Locate each line in the rows below that contains the word "camouflage" and copy it out. Matching is case-sensitive.

::: DATA FOR PROCESSING

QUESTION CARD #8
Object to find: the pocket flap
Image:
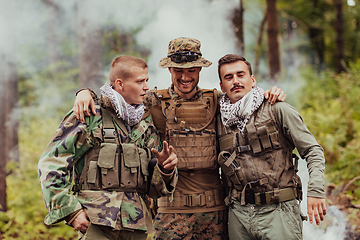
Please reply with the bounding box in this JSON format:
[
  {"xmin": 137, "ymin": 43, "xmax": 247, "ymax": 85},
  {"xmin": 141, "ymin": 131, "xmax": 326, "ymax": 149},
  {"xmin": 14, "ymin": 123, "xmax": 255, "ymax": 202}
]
[
  {"xmin": 121, "ymin": 143, "xmax": 140, "ymax": 168},
  {"xmin": 98, "ymin": 143, "xmax": 117, "ymax": 169},
  {"xmin": 139, "ymin": 148, "xmax": 151, "ymax": 176}
]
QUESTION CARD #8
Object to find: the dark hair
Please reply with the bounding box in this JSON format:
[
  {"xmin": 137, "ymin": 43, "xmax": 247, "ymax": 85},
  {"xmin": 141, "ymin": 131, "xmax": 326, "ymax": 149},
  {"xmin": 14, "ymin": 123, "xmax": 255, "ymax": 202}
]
[
  {"xmin": 109, "ymin": 55, "xmax": 148, "ymax": 87},
  {"xmin": 218, "ymin": 54, "xmax": 252, "ymax": 82}
]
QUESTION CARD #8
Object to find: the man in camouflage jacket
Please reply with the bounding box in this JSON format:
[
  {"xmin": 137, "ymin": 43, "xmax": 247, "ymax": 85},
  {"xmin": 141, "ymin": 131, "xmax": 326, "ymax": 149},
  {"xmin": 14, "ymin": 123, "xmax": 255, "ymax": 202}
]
[
  {"xmin": 38, "ymin": 56, "xmax": 177, "ymax": 240},
  {"xmin": 75, "ymin": 37, "xmax": 285, "ymax": 240}
]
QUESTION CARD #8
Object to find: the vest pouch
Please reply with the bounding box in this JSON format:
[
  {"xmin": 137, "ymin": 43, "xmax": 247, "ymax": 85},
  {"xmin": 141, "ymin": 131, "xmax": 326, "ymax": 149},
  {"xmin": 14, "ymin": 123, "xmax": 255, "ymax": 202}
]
[
  {"xmin": 98, "ymin": 143, "xmax": 119, "ymax": 189},
  {"xmin": 218, "ymin": 151, "xmax": 244, "ymax": 186},
  {"xmin": 219, "ymin": 132, "xmax": 238, "ymax": 151},
  {"xmin": 295, "ymin": 174, "xmax": 302, "ymax": 201},
  {"xmin": 138, "ymin": 148, "xmax": 151, "ymax": 192},
  {"xmin": 120, "ymin": 143, "xmax": 143, "ymax": 190}
]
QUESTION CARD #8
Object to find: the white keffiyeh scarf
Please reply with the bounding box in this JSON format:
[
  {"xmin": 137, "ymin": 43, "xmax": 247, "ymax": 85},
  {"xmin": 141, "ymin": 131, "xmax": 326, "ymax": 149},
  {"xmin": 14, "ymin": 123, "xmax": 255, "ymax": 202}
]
[
  {"xmin": 220, "ymin": 87, "xmax": 264, "ymax": 133},
  {"xmin": 100, "ymin": 82, "xmax": 145, "ymax": 126}
]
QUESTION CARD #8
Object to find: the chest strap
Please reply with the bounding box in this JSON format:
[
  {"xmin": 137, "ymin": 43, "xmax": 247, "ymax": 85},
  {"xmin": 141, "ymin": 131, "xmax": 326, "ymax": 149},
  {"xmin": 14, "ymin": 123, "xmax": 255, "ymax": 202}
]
[
  {"xmin": 158, "ymin": 189, "xmax": 224, "ymax": 207},
  {"xmin": 231, "ymin": 187, "xmax": 297, "ymax": 205}
]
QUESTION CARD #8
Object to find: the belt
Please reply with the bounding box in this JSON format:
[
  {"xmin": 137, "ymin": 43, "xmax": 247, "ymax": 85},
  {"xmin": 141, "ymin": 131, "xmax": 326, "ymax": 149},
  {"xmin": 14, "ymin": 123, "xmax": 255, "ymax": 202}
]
[{"xmin": 231, "ymin": 187, "xmax": 297, "ymax": 205}]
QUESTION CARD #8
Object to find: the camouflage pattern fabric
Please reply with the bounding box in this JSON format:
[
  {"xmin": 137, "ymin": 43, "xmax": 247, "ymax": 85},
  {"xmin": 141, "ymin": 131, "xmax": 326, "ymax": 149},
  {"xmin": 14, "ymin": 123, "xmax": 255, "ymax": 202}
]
[
  {"xmin": 143, "ymin": 84, "xmax": 223, "ymax": 109},
  {"xmin": 158, "ymin": 37, "xmax": 212, "ymax": 68},
  {"xmin": 38, "ymin": 94, "xmax": 177, "ymax": 231},
  {"xmin": 153, "ymin": 210, "xmax": 228, "ymax": 240}
]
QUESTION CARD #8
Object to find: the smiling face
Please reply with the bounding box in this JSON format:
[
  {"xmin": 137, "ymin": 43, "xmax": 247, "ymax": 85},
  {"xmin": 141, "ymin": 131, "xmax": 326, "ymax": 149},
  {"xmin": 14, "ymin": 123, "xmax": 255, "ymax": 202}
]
[
  {"xmin": 169, "ymin": 67, "xmax": 201, "ymax": 99},
  {"xmin": 115, "ymin": 67, "xmax": 149, "ymax": 104},
  {"xmin": 220, "ymin": 61, "xmax": 256, "ymax": 103}
]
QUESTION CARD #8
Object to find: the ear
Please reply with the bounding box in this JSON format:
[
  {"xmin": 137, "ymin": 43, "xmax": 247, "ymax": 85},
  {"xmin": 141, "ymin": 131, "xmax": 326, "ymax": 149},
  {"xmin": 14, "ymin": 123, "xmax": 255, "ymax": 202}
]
[
  {"xmin": 220, "ymin": 82, "xmax": 225, "ymax": 92},
  {"xmin": 251, "ymin": 75, "xmax": 256, "ymax": 87},
  {"xmin": 115, "ymin": 78, "xmax": 124, "ymax": 92}
]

::::::

* ANSWER TO THIS TASK
Object to find: the man in camouflage jacket
Object to find: the camouflage pattern fabric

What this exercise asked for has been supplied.